High TechJuly 30, 2018

Augmented Reality Gets Real in Design

Augmented Reality (AR) is one of those sexy new technologies that at…
Avatar Beth Stackpole

Augmented Reality (AR) is one of those sexy new technologies that at first blush seems to have more to do with style versus substance, but in reality, it’s starting to change the way companies design, manufacture, sell, and support products.

Just like the melange of high-tech screens Tom Cruise manipulated in the “Minority Report,” AR superimposes digital images on to the physical world, augmenting what you see instead of replacing it with a fully immersive environment like virtual reality. While the technology has been around for decades, the emergence of low-cost consumer headsets like Microsoft HoloLens, Oculus Rift, and HTC Vive, coupled with mainstream games like Pokemon Go and new, no-code development tool kits and open APIs, have launched a steady stream of activity on the enterprise front as manufacturers experiment with AR pilot projects across the product’s life-cycle.

The uptick in deployed use cases is driving sales of AR hardware, software, and services. A recent report from BIS Research projected growth in the augmented reality market to skyrocket from an estimated $3.48 billion in 2017 to $198.17 billion by 2025.

There are a number of ways AR can benefit engineering and manufacturing workflows. The technology’s ability to easily showcase pertinent data or 3D models within the context of a physical environment—an asset on the manufacturing floor, for example, or parts in an engine assembly—provides greater clarity than standard 2D images or even 3D CAD models. Step-by-step instructions delivered via AR make for a more immersive training or maintenance experience, and AR applied in sales and retail experiences provide potential customers with a life-like view of what a customized product might look like before it’s ever actually manufactured.

Here is a look at some early use case examples of how AR is changing critical workflows:

Early concepts and design reviews

AR can facilitate a higher level of collaboration and shorten design cycles by allowing engineers to iterate and evaluate designs within the context of a real-life environment.  As opposed to marking up static 2D drawings or even 3D CAD models, AR provides another dimension to product visualization, giving engineers the ability to walk around a car body to gauge styling and dimension, for example, or to virtually test a mechanical lever to ensure there’s sufficient room in the assembly for smooth operation. Being able to evaluate a potential design as part of a realistic environment provides a better sense of scale and accuracy compared to 3D models or even partial-size physical prototypes—an advantage that leads to faster iterations, fewer late-stage design changes, and accelerates overall time to market.

--*--

> Problem statement: Continue the article on augmented reality in design, starting after its final sentence.

--*--

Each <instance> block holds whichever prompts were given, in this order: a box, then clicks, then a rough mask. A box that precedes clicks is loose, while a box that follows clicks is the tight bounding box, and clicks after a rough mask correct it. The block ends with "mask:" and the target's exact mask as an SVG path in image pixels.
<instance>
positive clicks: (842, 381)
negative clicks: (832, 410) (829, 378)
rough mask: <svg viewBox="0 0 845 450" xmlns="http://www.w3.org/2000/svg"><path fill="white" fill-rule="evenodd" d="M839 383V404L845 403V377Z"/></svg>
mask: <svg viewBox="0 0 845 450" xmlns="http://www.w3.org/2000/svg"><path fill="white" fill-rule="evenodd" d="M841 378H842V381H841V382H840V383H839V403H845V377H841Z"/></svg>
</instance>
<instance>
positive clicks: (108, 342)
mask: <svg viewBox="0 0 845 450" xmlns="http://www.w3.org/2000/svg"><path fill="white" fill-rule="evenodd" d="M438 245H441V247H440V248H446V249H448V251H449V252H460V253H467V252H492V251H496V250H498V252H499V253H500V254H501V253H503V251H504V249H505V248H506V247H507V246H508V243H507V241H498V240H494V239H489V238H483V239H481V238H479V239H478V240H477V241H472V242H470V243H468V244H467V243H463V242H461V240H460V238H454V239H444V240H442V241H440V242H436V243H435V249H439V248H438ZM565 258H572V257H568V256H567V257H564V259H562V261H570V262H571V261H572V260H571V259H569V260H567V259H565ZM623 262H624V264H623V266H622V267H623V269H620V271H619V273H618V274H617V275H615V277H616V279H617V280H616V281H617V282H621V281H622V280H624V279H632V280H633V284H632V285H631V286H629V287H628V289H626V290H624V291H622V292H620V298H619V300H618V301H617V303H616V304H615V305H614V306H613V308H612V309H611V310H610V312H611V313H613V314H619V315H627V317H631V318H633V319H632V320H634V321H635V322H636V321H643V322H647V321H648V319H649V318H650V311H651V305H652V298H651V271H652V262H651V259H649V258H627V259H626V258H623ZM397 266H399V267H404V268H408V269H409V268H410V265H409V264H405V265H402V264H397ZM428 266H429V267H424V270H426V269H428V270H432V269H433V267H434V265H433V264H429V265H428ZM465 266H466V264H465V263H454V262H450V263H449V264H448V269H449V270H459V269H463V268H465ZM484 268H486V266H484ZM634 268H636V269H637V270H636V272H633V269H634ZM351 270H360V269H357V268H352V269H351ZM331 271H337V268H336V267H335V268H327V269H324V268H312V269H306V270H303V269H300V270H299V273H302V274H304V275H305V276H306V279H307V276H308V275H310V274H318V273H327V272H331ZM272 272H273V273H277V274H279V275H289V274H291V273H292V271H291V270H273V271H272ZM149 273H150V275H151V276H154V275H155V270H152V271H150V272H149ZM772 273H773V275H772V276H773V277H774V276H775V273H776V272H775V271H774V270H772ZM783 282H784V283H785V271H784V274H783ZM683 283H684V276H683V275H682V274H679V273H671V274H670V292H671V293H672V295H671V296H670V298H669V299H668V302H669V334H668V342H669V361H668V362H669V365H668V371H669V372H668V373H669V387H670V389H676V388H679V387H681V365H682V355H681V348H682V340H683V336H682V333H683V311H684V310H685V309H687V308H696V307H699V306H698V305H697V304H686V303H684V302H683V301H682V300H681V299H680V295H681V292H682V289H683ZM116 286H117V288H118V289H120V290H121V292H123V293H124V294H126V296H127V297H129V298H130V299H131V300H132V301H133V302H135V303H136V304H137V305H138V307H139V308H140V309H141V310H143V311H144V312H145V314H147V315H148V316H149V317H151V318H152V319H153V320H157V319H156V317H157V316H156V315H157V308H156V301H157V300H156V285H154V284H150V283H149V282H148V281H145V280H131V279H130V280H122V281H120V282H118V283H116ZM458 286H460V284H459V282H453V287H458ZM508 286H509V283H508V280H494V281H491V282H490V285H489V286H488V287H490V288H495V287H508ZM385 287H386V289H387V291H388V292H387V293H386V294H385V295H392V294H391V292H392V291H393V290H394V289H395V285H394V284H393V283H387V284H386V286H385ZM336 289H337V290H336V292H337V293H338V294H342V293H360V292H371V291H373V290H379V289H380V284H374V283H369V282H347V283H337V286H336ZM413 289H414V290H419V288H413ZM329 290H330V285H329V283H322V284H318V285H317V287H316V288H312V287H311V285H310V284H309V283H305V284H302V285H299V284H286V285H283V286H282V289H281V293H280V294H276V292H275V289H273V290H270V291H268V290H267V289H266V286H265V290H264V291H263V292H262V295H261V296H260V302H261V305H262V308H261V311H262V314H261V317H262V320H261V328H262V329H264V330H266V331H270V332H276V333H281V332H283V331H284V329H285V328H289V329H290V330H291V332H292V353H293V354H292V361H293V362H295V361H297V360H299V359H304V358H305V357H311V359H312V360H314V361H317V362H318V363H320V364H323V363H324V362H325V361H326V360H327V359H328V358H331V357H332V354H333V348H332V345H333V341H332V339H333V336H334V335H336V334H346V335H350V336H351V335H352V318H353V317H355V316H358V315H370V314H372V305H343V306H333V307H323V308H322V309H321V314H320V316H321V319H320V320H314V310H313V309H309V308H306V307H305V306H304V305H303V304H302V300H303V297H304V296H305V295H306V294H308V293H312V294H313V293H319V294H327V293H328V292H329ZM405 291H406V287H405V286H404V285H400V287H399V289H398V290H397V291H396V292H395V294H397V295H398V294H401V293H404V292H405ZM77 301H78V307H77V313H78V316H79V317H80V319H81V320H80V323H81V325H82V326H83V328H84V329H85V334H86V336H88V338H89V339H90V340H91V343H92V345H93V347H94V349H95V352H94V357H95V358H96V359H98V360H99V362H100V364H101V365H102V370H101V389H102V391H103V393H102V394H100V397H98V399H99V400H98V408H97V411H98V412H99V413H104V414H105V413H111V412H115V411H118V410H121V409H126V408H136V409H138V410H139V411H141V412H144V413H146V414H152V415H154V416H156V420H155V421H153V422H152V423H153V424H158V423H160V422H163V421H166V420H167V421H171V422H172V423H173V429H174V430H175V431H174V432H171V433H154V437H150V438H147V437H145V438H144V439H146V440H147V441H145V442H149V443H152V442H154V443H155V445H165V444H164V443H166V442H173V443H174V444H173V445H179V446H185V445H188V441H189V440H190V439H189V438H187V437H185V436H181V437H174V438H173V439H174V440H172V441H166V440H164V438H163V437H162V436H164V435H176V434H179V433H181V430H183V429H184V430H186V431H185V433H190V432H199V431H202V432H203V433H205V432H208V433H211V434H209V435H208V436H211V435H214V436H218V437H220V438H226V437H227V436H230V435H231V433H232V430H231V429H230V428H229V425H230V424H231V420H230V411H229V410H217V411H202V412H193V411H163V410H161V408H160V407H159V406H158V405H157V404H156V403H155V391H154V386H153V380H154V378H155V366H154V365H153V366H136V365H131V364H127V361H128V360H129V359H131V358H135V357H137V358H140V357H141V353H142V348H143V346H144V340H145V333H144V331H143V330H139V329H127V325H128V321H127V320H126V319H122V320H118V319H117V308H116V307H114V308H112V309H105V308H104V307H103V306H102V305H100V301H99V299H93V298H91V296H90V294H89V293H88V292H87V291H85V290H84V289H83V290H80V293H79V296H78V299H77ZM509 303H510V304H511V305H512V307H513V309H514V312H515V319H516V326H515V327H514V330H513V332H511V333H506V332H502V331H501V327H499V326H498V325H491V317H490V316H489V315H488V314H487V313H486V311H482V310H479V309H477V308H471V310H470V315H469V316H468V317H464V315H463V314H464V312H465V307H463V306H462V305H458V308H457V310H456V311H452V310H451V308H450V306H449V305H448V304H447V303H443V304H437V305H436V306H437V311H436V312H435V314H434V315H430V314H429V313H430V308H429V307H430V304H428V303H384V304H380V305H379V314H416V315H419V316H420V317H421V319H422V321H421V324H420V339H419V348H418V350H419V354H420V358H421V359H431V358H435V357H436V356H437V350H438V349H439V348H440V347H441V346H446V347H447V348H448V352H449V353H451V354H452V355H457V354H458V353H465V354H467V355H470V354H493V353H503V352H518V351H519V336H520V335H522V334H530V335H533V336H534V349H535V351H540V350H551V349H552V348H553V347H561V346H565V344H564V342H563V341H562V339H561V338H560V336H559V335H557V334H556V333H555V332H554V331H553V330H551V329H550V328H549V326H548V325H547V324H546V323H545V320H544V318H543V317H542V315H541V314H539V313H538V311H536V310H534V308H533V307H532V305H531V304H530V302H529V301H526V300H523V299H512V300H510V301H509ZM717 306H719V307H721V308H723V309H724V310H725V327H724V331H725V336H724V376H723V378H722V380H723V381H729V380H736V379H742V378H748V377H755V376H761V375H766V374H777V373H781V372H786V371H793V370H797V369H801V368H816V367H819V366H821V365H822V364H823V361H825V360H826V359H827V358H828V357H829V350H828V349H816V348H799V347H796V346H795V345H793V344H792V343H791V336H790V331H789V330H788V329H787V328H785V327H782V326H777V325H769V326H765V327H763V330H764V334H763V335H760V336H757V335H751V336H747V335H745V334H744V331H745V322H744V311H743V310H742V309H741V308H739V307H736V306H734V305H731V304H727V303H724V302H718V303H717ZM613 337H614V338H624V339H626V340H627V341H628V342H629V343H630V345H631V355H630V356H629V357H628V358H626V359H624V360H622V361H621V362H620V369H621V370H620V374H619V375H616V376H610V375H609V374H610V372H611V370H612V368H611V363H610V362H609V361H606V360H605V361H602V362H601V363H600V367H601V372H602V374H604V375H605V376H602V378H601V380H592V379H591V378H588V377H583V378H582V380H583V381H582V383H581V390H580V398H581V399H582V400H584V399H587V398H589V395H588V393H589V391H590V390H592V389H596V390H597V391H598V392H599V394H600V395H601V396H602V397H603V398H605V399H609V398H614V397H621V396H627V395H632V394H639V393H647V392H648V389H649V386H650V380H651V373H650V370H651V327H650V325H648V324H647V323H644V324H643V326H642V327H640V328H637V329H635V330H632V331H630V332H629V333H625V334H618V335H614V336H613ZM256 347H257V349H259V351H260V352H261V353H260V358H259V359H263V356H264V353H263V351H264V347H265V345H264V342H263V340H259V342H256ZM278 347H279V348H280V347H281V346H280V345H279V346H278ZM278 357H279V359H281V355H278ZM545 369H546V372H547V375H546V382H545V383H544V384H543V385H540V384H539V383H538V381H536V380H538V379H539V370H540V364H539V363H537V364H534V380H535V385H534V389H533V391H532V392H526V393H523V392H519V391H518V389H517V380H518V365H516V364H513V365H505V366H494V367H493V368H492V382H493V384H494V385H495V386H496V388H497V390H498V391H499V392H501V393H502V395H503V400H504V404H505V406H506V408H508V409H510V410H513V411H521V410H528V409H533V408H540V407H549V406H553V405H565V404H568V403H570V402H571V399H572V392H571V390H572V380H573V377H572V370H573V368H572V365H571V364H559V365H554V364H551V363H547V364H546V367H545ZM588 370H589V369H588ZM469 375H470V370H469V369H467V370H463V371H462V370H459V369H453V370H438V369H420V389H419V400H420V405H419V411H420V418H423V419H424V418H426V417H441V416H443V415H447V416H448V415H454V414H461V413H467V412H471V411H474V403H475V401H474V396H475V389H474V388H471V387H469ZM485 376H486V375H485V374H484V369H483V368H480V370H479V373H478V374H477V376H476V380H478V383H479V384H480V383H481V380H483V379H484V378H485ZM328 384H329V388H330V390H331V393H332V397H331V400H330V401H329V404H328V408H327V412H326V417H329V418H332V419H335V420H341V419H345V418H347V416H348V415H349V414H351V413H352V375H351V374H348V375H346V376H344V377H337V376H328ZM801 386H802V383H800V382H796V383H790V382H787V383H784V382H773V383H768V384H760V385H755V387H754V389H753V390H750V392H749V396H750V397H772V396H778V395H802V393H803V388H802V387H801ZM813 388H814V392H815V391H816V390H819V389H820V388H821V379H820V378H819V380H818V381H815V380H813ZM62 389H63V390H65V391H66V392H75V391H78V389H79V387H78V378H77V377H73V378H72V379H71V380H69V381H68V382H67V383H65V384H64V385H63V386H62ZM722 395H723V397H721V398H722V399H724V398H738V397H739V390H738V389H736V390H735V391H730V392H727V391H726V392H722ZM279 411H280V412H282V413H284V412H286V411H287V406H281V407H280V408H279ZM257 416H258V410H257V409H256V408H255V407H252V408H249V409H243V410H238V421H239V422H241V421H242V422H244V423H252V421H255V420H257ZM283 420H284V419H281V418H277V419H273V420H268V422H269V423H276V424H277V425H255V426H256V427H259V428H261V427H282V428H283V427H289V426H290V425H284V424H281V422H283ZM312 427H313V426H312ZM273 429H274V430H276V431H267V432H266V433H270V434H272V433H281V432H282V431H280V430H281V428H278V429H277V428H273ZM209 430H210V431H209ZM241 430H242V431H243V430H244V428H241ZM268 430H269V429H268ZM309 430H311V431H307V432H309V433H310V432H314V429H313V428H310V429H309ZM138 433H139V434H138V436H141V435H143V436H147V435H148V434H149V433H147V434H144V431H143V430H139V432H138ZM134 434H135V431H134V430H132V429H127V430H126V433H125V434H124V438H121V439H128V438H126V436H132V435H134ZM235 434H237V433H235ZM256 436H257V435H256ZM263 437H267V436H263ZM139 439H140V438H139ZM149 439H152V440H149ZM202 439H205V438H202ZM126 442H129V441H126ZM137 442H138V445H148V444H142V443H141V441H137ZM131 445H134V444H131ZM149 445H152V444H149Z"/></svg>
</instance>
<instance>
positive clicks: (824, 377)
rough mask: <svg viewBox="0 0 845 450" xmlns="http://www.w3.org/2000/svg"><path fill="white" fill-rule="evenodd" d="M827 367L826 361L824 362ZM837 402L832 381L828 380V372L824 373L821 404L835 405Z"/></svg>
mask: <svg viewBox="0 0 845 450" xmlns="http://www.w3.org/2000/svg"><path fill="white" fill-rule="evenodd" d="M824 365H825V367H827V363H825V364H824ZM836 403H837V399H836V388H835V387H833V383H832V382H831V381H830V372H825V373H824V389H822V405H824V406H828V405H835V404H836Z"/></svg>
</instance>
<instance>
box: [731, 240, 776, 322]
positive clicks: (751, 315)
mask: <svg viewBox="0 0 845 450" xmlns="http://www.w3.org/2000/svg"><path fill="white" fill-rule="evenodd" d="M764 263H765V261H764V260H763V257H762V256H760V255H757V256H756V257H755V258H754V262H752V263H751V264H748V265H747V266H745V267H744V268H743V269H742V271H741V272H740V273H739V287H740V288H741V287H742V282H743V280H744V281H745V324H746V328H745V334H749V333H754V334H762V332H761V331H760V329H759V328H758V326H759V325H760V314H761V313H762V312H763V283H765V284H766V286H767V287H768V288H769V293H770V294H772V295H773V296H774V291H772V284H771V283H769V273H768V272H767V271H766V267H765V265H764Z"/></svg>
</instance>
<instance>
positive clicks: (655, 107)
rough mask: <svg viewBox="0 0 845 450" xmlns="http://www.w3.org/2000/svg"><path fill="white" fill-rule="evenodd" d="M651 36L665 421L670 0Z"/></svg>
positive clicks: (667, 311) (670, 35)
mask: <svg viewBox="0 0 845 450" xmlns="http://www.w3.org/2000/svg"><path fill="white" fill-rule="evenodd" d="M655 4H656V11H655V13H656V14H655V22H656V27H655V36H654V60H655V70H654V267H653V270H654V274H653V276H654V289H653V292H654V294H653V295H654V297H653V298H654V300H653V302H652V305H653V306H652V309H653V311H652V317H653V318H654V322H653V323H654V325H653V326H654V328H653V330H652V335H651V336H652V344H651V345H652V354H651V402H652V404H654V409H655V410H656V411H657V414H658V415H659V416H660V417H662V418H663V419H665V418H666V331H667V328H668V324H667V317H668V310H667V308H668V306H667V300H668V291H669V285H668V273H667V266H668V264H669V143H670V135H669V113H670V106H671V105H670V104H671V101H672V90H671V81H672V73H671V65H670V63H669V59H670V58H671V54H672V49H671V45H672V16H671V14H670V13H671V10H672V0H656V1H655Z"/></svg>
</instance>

--*--

> Your response:
Complex manufacturing assemblies

In lieu of 2D work instructions or PDF files, which are typically static documents that can frequently be out of date, delivering assembly plans via an AR experience can streamline the process while promoting worker productivity. Instead of having to break concentration and constantly refer to a hard-to-follow paper manual, AR-enabled assembly instructions are delivered in the worker’s field of view and are hands-free accessible, allowing for greater focus on the task at hand.

Field maintenance and support

Many cite maintenance as an area where AR delivers the biggest bang for the buck.  With a head-mounted AR head set, field operators can more easily visualize and identify problems, triage service requests ahead of an on-site visit, and perform service more quickly thanks to hands-free operation and direct access to off-site experts who can provide guidance directly within the immersive experience.

Immersive sales and training tool

If a picture is worth a thousand words, imagine what an immersive experience can do to help customers get a sense of a custom-configured product prior to its actual production. AR can also create a shared experience in the genre of online video games, allowing a trainer and trainee to view the same set of materials simultaneously, greatly facilitating communications and resulting in better comprehension.

Use of AR in manufacturing is still relatively nascent, but the technology is already proving to be a solid addition to engineering tool suite, providing just the right contextual lens for productivity gains and enhanced collaboration.